Write out the part of the email about DNS upgrades word for word, from "because the user got" to "its bind server.".

===== TEXT SEGMENT =====

At/À 14:05 2000-08-27 -0700, Paul Hoffman / IMC you wrote/vous écriviez:
>At 10:43 AM -0400 8/27/00, Marc Blanchet wrote:
>>At/À 16:23 2000-08-27 +0200, Patrik Fältström you wrote/vous écriviez:
>>>At 14.22 +0800 00-08-27, James Seng wrote:
>>>
>The last ten years of Internet experience has shown that this generally 
>works well. Those of you who were active on the Internet about seven years 
>ago remember the rapid and near-complete transition from gopher to HTTP 
>that took place in less than two years.

because the user got more.


>Where Patrik and I differ is the length of time it will take for 90% of 
>the people to upgrade their the applications that will use IDNs. I believe 
>it will be more on the order of one year, not ten. Where he and I agree is 
>that, if the IDN protocol requires that many DNS severs and caches need to 
>be upgraded, getting to 90% might take ten years or more. (If you question 
>this, look at the fact that over 10% of the DNS servers running BIND are 
>still running version 4, even with all of its well-known security holes.)

because the user doesn't get anything directly if its 
company/isp/organisation upgrades its bind server.

===== SOURCE EXCERPT =====

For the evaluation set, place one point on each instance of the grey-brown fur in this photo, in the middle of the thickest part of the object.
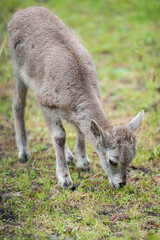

=====

## RESULT
because the user got more.


>Where Patrik and I differ is the length of time it will take for 90% of 
>the people to upgrade their the applications that will use IDNs. I believe 
>it will be more on the order of one year, not ten. Where he and I agree is 
>that, if the IDN protocol requires that many DNS severs and caches need to 
>be upgraded, getting to 90% might take ten years or more. (If you question 
>this, look at the fact that over 10% of the DNS servers running BIND are 
>still running version 4, even with all of its well-known security holes.)

because the user doesn't get anything directly if its 
company/isp/organisation upgrades its bind server.